**What you should do**
Your task is to return the listing below word for word, without any of its images.

_____

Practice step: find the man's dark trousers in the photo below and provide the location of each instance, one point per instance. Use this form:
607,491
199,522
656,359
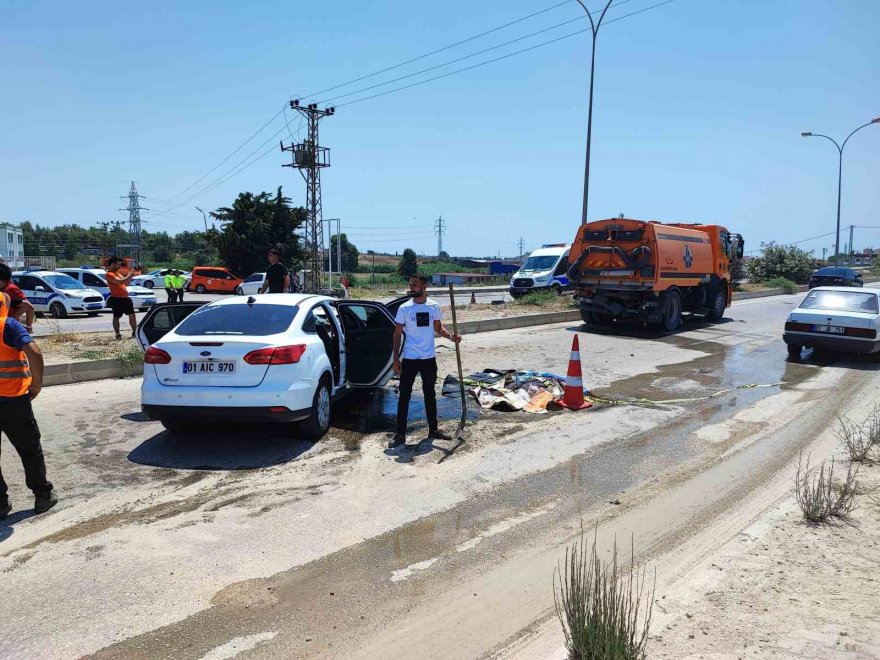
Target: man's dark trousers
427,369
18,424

_____

**Answer section**
Practice step: find the man's dark trousers in the photo below and provide the location of each instance, one point per instance. Use this form:
607,491
199,522
656,359
Target: man's dark trousers
427,369
18,424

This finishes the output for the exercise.